INSTRUCTIONS TO FOLLOW >> Could you copy, word for word, the part of the passage on Nigeria's COVID-19 palliatives and the #EndSARS protest that falls between "Also, Nigeria keyed" and "come to roast.", inclusive?

PAGE EXCERPT >>
****************

Also, Nigeria keyed into the business of easing the difficulties of COVID-19 in form of palliatives. Coalition against COVID-19 (CA-COVID) was even sired, and well-meaning Nigerians, the government of the day, and the international community donated cash and material to ameliorate the plight of the Nigerian people. For a country so tainted with corruption, it was predictably going to be a different ball game. Officialdom set in and took charge of the distribution of the palliatives to the people. Palliative went with the noise with which it came. The corrupt elite could hardly get things done properly. As it has turned out, much of the palliatives were hoarded by those whose task is to ensure the wellbeing of the masses of our people. The hen would soon come to roast.

Between, October 8 and 29, 2020, a misruled population, embark on a nation-wide protest. The people chose the most symbolic face of our national perfidy as the anchor of the protest—police brutality, and was rightly hashtagged #EndSARS and with a five-point demand. the demand included: “Immediate release of all arrested protesters; justice for all deceased victims of police brutality and appropriate compensations for their families; setting up an independent body to oversee the investigation and prosecution of all reported police misconduct within a period of 10 days; carrying out psychological evaluation and retaining of all disbanded SARS operatives before they can be deployed, which should be verified by an independent body and increasing the salary of policemen and adequately compensating them for protecting the lives and property of citizens”. A flag-waving sea of youth was broken up by the military in a morbid display of naked force. When they unleashed what is now known as the ‘Black Tuesday’ the world already in the known of the happenings in Nigeria by its globalised nature shuddered in horror by the perfidy of a neo-colonial army under the leadership of generals without battlefield experience and answerable to a neo-colonial elite that Kwame Nkrumah qualified in his magnum opus, Neo-colonialism, the Highest State of Imperialism. The phenomenon of neo-colonialism is “power without responsibility and for those who suffer it, it means exploitation without redress.”

****************

MATERIAL PROVIDED >>
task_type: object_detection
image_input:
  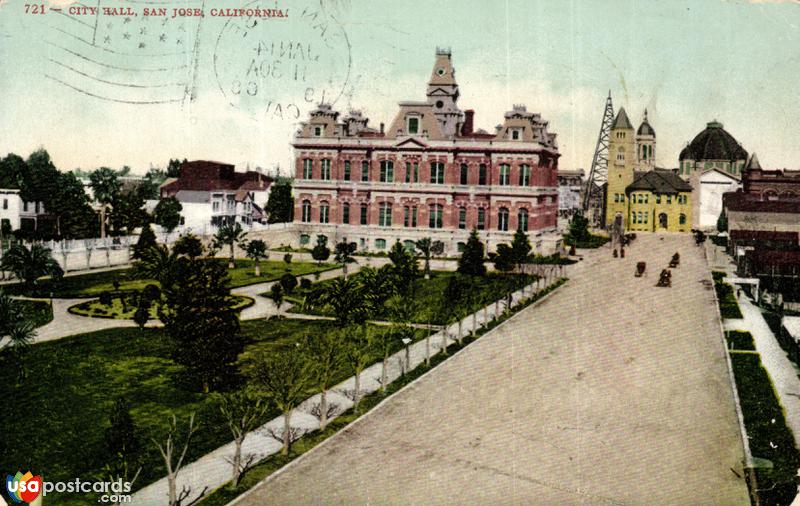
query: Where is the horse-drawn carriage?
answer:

****************

TASK SOLUTION >>
Also, Nigeria keyed into the business of easing the difficulties of COVID-19 in form of palliatives. Coalition against COVID-19 (CA-COVID) was even sired, and well-meaning Nigerians, the government of the day, and the international community donated cash and material to ameliorate the plight of the Nigerian people. For a country so tainted with corruption, it was predictably going to be a different ball game. Officialdom set in and took charge of the distribution of the palliatives to the people. Palliative went with the noise with which it came. The corrupt elite could hardly get things done properly. As it has turned out, much of the palliatives were hoarded by those whose task is to ensure the wellbeing of the masses of our people. The hen would soon come to roast.